話しかけるの自体が目的だからいいんだよ。

(帝人)あっ…。

(晴子)あんたさ
張間美香が いなくなったのに
でかい顔してるみたいじゃない?

(陽子)クラス委員に なったんだって?

(正臣)わっ いじめ! しかも ものすごくベタな。

(帝人)ここまで コテコテだと
さすがに 怖くないかも。

・(秋絵)
陽子の彼氏 ダラーズなんだよ。
・(陽子)ヒロシ!
(帝人)あっ…。

(ヒロシ)YO ユー! オレの ダラーズブラザー 呼んであるから ワックワックしよ~ぜ ナ~ミン!

(サイモン)「この手の輩が やることは 万国共通である>

(正臣)かぁ~! ここまで ベタだと すがすがしいね。

(帝人・心の声)≪やっぱり 助けるべきだよな≫
≪でも どうやって?≫

(帝人)君たち やめたまえ!
(ヒロシ)ひゃっは~!

(帝人・心の声)≪ダメだ やられる。 じゃあ…≫

(帝人)やあ 園原さん 偶然だね。 じゃあ。
(杏里)ああ… 格好いい。

(帝人・心の声)≪これだ これしかない≫

・(臨也)いじめ?
(帝人) あっ…。
(臨也)やめさせに行くつもりなんだ。

(サイモン)「そして この街では 想像を超える出来事が 度々 起きる」

(臨也)ふっ。
(帝人)あっ あの… えっ? えっ?  えっ? なっ 何? えっ? あっ…。
(5人)ん?
(帝人)ちょっ… ちょっと待って。 うわっ! とっとっとっと… と?
(陽子)何?
(帝人)え… えっと…。
(臨也)いじめ 格好悪い。
(6人)ん?

(臨也)実に よくない。
(晴子)おっさんには 関係ねぇだろ。

(臨也)ああ。 君たちが ここで 殴られようが のたれ死のうが 関係ない。
オレが 君たちを殴っても 君たちが まだ23歳のオレを おっさんと呼ぼうが 君たちと オレの無関係は 永遠だ。

(陽子)はあ? 人間って希薄だよね。 まあ オレに 女の子を傷つける趣味はないけど。
(SFX)シュッ!
(陽子)えっ? あっ…。
(晴子)あぁ…。
(臨也)だから 女の子の携帯を 踏みつぶすことを 趣味に…するよ。
(3人)あっ…。

(臨也)ははははっ! ふははっ! あはははっ! はははっ! ははははっ!
(秋絵)うっ… ちょっ…。

(臨也)あはははっ! あはははっ!

(秋絵)何 こいつ。
(臨也)あはははっ! ははっ…。 飽きちゃった。

• • • • • • •

▶ [解くべき課題]:
A – 文書の抜粋から、「(サイモン)「そして この街では 想像を超える出来事が」から「(晴子)おっさんには 関係ねぇだろ。」までを、最後の語句も含めて一字も変えずに抜き出せ。
B – いじめの場面を描いた台本を、最後の台詞の後から続けて書き進めよ。

▶ [生データ]:
• • • • • • •

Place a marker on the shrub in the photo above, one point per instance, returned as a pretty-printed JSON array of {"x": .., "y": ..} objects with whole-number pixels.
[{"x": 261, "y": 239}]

• • • • • • •

▶ [課題の解答]:
A –
(サイモン)「そして この街では 想像を超える出来事が 度々 起きる」

(臨也)ふっ。
(帝人)あっ あの… えっ? えっ?  えっ? なっ 何? えっ? あっ…。
(5人)ん?
(帝人)ちょっ… ちょっと待って。 うわっ! とっとっとっと… と?
(陽子)何?
(帝人)え… えっと…。
(臨也)いじめ 格好悪い。
(6人)ん?

(臨也)実に よくない。
(晴子)おっさんには 関係ねぇだろ。

B –
携帯を 踏みつぶす趣味は もう やめよう。

(秋絵・晴子)ひぃ~…。
(陽子)ヒ… ヒロシ~!

(ヒロシ)YO YO YO! ヘイ メ~ン!
(臨也)暴力? おお~ 怖い 怖い!
(ヒロシ)てっ てめぇ!
(SFX)シュッ!
(臨也)おっと~。 降参~!
ヒューー(風の音)
(ヒロシ)ああっ!? うわぁ~~!
(晴子・陽子・秋絵)い… いやぁ~!

(ヒロシ)ああっ 待て! 待ってくれ~! くっ! ううっ!
・覚えてろよ~!

(臨也)ふふふふっ…。 妖怪かまいたち 参上。



(臨也)いやぁ~ 本当に偉いよね
いじめられてる子を助けようとするなんて。

(杏里)えっ?
(帝人)あっ… へへっ。

(臨也)久しぶりだね 紀田正臣君。
(正臣)ああ… どうも。
(臨也)その制服 来良学園だね。 入学おめでとう。
(正臣)ええ お陰さまで。
珍しいっすね 臨也さんが 池袋にいるなんて。

(帝人・心の声)≪この人が 敵に回しちゃいけない 折原臨也?≫

(帝人) あっ…。
(正臣) ああ こいつは オレの ただの友達です。
(臨也)ふ~ん オレは 折原臨也。 よろしく。
(帝人) あっ りゅ… 竜ヶ峰帝人です。
(臨也)ははっ エアコンみたいな名前だね。



(帝人)あっ はあ…。
(正臣)それで なんで 池袋に?

(臨也)ちょっと 人に会いにね。
(帝人)えっ…。
(臨也)もう会えた。
(帝人)えっ?

(SFX)ガシャーン!
(臨也)うわっ!

(帝人・心の声)≪うそ… あれ コンビニのゴミ箱?≫
≪今 飛んできた? なんで?≫
(正臣)やべぇ~…。
(臨也)うっ…。
(静雄)い~ざ~や~く~ん。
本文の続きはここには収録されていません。